### Text shown
>> BEGIN

I would welcome an assurance that sentencers will continue to have the discretion to hand down a short custodial sentence in cases where they believe it will provide necessary respite for the victims and that this discretion will not be restricted solely to victims of specific crime types.
Earned Release
“…. it is important that these sentences are carried out in a way that is fair and transparent for offenders and victims, and as dictated by the sentence of the court.
In my submissions to the Review, I called for greater transparency in sentencing, and for executive early release schemes to come to an end. Having read chapter four on the structure of the new Standard Determinate Sentence” I sense that what is being proposed will offer greater transparency and this is to be welcomed.
The Review goes on to recommend early release on the grounds of good behaviour:
“Under this model, the expectation is that most SDS offenders would be released at the one-third point if they have engaged constructively with the prison regime…
“This would set the expectation that all offenders should comply with the rules and poor behaviour (such as violence or use of drugs) will not be tolerated.”

>> END

In the passage on sentencing and earned release, at what point would most SDS offenders be released if they engaged constructively with the prison regime? The rows after this passage aren't needed.

### Provided material
>> BEGIN

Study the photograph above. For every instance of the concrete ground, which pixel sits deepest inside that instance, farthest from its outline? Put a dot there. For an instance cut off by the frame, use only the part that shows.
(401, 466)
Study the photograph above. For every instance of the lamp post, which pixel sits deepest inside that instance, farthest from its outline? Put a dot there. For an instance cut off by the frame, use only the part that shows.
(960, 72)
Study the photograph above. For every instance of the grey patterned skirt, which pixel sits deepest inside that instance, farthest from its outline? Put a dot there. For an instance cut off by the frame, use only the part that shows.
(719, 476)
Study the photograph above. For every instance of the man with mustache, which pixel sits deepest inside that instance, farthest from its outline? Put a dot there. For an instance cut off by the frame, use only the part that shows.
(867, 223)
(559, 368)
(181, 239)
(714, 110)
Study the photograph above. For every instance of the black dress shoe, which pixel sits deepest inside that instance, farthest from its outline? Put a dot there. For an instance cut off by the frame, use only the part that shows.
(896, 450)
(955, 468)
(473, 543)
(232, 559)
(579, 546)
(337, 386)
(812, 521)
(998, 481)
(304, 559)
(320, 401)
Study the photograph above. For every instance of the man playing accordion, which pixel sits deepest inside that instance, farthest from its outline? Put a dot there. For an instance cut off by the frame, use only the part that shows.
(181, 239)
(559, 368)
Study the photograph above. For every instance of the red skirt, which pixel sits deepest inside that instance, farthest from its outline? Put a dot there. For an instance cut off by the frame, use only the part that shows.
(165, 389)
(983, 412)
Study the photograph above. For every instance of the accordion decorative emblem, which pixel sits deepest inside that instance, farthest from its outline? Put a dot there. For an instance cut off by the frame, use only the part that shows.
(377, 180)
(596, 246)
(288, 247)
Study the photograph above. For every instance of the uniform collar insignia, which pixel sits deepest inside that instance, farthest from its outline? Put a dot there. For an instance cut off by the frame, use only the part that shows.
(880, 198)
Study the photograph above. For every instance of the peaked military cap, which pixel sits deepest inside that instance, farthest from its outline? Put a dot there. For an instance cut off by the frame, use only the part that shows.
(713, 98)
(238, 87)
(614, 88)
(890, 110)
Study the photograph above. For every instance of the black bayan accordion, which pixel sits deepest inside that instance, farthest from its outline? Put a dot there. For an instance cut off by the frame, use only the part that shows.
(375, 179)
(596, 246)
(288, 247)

>> END

### Result of this exercise
At the one-third point.